• _How to complete this task_: Produce the listing below again, exactly as shown.
* * * * * * * * *
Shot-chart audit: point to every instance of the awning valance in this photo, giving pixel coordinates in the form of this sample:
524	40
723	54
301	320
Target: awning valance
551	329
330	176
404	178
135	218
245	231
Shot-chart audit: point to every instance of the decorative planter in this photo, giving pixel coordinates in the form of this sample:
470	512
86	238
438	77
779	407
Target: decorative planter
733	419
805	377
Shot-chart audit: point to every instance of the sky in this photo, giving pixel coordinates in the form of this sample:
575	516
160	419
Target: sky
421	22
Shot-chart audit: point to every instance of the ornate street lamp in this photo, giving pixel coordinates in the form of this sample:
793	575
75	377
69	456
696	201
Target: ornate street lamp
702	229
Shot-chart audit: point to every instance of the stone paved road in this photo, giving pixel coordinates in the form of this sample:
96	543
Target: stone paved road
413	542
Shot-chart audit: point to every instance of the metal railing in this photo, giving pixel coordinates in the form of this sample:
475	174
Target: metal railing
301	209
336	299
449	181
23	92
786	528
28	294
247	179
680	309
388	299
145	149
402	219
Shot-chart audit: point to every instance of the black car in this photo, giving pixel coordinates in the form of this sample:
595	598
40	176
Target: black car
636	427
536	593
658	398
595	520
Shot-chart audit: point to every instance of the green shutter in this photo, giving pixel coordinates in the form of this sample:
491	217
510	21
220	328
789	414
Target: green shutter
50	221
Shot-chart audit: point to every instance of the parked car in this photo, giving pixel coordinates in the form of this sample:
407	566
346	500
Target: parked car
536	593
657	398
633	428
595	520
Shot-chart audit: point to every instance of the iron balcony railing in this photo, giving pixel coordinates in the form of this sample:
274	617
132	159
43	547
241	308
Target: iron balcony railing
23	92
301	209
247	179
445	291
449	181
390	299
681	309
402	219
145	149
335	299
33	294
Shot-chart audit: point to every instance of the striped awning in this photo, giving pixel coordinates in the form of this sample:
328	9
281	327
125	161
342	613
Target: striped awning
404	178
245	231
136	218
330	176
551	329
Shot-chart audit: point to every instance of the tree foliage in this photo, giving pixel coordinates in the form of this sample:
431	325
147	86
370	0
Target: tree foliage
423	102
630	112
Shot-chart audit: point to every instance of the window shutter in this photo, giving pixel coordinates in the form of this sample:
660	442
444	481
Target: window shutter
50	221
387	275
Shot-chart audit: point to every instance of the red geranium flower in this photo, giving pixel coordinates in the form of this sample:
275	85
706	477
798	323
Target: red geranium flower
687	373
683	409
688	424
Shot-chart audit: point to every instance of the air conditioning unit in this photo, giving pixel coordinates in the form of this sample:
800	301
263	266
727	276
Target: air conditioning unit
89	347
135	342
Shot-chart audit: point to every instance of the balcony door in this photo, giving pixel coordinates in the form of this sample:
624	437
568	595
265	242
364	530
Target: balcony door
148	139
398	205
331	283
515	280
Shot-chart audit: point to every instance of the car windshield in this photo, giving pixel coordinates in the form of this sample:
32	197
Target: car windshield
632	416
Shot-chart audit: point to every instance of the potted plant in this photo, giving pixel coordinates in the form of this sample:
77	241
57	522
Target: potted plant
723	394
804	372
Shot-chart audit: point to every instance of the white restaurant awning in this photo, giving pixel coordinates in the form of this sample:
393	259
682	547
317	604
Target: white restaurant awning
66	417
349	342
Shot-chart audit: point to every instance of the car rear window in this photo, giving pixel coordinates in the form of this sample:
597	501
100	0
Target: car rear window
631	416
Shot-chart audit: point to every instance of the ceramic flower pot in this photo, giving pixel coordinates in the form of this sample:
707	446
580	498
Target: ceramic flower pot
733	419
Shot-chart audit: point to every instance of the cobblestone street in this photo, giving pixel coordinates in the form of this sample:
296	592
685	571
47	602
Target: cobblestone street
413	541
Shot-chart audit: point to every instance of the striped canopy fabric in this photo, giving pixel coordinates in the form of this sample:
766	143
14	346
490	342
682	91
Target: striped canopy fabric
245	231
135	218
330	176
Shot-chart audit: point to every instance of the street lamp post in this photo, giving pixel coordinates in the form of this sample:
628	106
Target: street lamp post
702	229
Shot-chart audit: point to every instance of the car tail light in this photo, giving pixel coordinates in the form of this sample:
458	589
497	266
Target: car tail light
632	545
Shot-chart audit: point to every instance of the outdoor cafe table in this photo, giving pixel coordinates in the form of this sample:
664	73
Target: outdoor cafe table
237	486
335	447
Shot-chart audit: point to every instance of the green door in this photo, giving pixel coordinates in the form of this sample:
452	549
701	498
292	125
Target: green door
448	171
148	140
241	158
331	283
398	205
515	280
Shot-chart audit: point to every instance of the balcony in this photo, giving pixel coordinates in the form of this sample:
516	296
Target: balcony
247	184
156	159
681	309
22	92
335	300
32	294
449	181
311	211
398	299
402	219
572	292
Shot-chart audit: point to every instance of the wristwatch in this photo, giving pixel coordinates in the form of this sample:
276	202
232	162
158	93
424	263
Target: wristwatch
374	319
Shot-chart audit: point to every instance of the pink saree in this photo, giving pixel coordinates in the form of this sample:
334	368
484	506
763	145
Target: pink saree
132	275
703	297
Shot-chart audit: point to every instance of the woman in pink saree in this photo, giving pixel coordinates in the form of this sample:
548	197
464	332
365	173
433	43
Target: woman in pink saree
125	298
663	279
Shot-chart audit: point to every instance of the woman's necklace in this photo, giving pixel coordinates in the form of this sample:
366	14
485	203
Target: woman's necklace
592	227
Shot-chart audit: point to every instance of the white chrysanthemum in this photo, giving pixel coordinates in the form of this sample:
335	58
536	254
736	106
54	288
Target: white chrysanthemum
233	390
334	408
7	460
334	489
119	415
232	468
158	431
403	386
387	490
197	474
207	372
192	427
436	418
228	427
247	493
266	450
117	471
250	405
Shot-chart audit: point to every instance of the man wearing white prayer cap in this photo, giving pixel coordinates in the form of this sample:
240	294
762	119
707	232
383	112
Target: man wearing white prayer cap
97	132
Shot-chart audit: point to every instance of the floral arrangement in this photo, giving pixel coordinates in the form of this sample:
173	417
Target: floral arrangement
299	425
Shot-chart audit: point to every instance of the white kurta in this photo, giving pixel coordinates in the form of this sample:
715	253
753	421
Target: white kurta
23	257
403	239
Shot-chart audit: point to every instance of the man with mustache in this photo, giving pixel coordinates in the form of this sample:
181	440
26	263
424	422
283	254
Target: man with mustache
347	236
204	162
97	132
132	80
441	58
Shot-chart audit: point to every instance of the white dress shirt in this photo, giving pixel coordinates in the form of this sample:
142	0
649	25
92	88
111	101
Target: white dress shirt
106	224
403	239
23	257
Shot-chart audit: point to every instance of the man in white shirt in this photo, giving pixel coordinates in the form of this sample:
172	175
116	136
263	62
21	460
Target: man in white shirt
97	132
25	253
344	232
* * * * * * * * *
• _Response area_:
Shot-chart audit: point to every instance of the awning valance in this photo, giving pixel coordinates in the form of this sample:
524	40
723	54
301	320
Target: awning valance
551	329
330	176
404	178
135	218
245	231
Shot-chart audit: point to every instance of the decorative planter in this photo, giving pixel coordinates in the form of this sample:
470	512
86	238
438	77
779	407
Target: decorative planter
733	419
805	377
Shot-chart audit: point to every instance of the sky in this photo, giving pixel coordinates in the form of this sample:
575	516
160	419
Target: sky
421	22
Shot-chart audit: point to every instance of the ornate street lamp in this photo, giving pixel coordinates in the form of this sample:
793	575
75	377
69	456
696	201
Target: ornate street lamp
702	229
Shot-chart audit: point to every instance of the stone paved road in this photo, giving pixel coordinates in the form of this sample:
96	543
Target: stone paved road
413	542
Shot-chart audit: point to every instance of the metal railing in this photo, giving pixel coordinates in the form of this sample:
475	174
Target: metal railing
301	209
336	299
449	181
23	92
786	528
28	294
247	179
680	309
388	299
145	149
402	219
Shot-chart audit: point to every instance of the black car in this photo, giving pixel coordinates in the form of this sample:
595	598
40	176
Target: black car
636	427
536	593
658	398
595	520
Shot-chart audit: point to every instance of the green shutter in this photo, giving pixel coordinates in the form of this sample:
491	217
510	21
220	328
789	414
Target: green shutter
50	221
Shot-chart audit: point to every instance of the parked car in this photo, giving pixel coordinates in the form of this sample:
407	566
346	500
Target: parked car
536	593
657	398
633	428
595	520
Shot-chart audit: point to every instance of the iron balcony railing in this photo, giving pixel coordinates in the form of this sample:
274	617
132	159
43	547
241	308
Target: iron balcony railing
23	92
301	209
247	179
445	291
449	181
390	299
681	309
402	219
145	149
335	299
33	294
Shot-chart audit: point to every instance of the striped awning in this photo, giving pixel coordinates in the form of this sample:
328	9
281	327
125	161
342	613
Target: striped awning
404	178
245	231
136	218
330	176
551	329
Shot-chart audit: point to every instance of the tree foliage in this photo, giving pixel coordinates in the form of this sample:
431	325
147	86
370	0
Target: tree foliage
423	102
630	112
Shot-chart audit: point to every instance of the window shutter in this photo, giving pixel coordinates in the form of this sample:
660	442
444	481
Target: window shutter
50	221
387	275
Shot-chart audit: point to every instance of the red geranium flower in this photo, giving pixel coordinates in the form of this sample:
275	85
706	477
798	323
Target: red geranium flower
687	373
683	409
688	424
Shot-chart audit: point to every instance of the air conditioning unit in this photo, giving pixel coordinates in the form of this sample:
800	301
263	266
727	276
Target: air conditioning unit
89	347
135	342
Shot-chart audit: point to every instance of the balcony door in this photo, giving pixel coordinates in the form of this sample:
624	437
568	595
265	242
364	530
Target: balcony door
148	139
398	205
331	283
515	280
Shot-chart audit: point to every instance of the car windshield in this photo, giving pixel coordinates in the form of this sample:
32	197
Target: car windshield
632	416
Shot-chart audit: point to every instance of the potted plant in this photo, giving pixel coordinates in the form of this sample:
77	241
57	522
Target: potted plant
723	394
804	372
Shot-chart audit: point to every instance of the white restaurant awning in this photo, giving pixel coordinates in the form of this sample:
393	259
682	547
317	604
Target: white restaurant awning
66	417
349	342
Shot-chart audit: point to every instance of the car rear window in this photo, giving pixel coordinates in the form of this sample:
597	501
100	0
Target: car rear window
631	416
Shot-chart audit: point to every instance of the ceramic flower pot in this photo, giving pixel coordinates in the form of this sample:
707	446
580	498
Target: ceramic flower pot
733	419
Shot-chart audit: point to every instance of the cobblestone street in this photo, giving pixel coordinates in the form of this sample:
296	592
685	571
47	602
Target: cobblestone street
413	541
Shot-chart audit: point to every instance of the striped canopy fabric in this photo, giving pixel coordinates in the form of this sample:
766	143
14	346
490	342
682	91
Target: striped canopy fabric
245	231
135	218
330	176
Shot-chart audit: point to every instance of the street lamp post in this photo, giving pixel coordinates in the form of this sample:
628	106
Target: street lamp post
702	229
Shot-chart audit: point to every instance of the car tail light in this photo, giving pixel coordinates in the form of this sample:
458	589
497	266
Target: car tail light
632	545
Shot-chart audit: point to every instance of the outdoor cafe table in this photo, giving pixel coordinates in the form of this sample:
664	73
Target: outdoor cafe table
237	486
335	447
Shot-chart audit: point to every instance of the green door in this photo, giving pixel coordinates in the form of this sample:
452	549
701	498
292	125
Target: green door
448	171
148	140
241	158
331	283
398	205
515	280
Shot-chart audit: point to every instance of the balcony in this photo, giving pixel coordinates in the form of this sample:
516	296
Target: balcony
247	184
156	159
681	309
22	92
335	300
32	294
449	181
311	211
398	299
402	219
572	292
Shot-chart audit: point to every instance of the wristwatch in this photo, giving pixel coordinates in the form of this sample:
276	202
232	162
158	93
424	263
Target: wristwatch
374	319
Shot-chart audit: point to every instance of the pink saree in this photo, giving pixel coordinates in the form of this sample:
334	368
484	506
763	145
Target: pink saree
132	275
703	297
Shot-chart audit: point to every instance of the woman in pink saree in this photo, giving pixel coordinates in the form of this sample:
548	197
464	332
365	173
433	43
Target: woman in pink saree
125	298
663	279
Shot-chart audit: point to every instance of the woman's necklace in this photo, giving pixel coordinates in the form of this sample:
366	14
485	203
Target: woman's necklace
592	227
Shot-chart audit: point to every instance of the white chrysanthemum in this photo, giving pixel coordinates in the form of this sample:
335	58
536	254
736	106
54	288
Target: white chrysanthemum
233	390
334	408
7	460
334	489
119	415
232	468
158	431
403	386
387	490
197	474
207	372
192	427
436	418
228	427
247	493
266	450
117	471
250	405
Shot-chart audit: point to every instance of the man wearing white prayer cap in this photo, giving pixel coordinates in the form of this sample:
240	294
762	119
707	232
383	112
Target: man wearing white prayer cap
97	132
Shot-chart audit: point to every instance of the floral arrangement in this photo, giving pixel coordinates in the form of this sample:
173	417
Target: floral arrangement
299	425
Shot-chart audit: point to every instance of the white kurta in this photo, giving pixel coordinates in the form of this sample:
715	253
753	421
Target: white kurta
23	257
403	239
Shot-chart audit: point to every instance of the man with mustache in this photo, giving pixel coordinates in the form of this sample:
181	440
26	263
424	422
283	254
Target: man with mustache
347	236
204	162
97	132
132	80
441	58
Shot-chart audit: point to every instance of the white dress shirt in this photo, giving pixel coordinates in the form of this sample:
142	0
649	25
92	88
111	101
Target: white dress shirt
106	224
403	239
23	257
Shot-chart audit: point to every instance of the man in white shirt in this photo, giving pixel coordinates in the form of this sample:
172	175
116	136
263	62
21	460
Target: man in white shirt
97	132
25	253
344	232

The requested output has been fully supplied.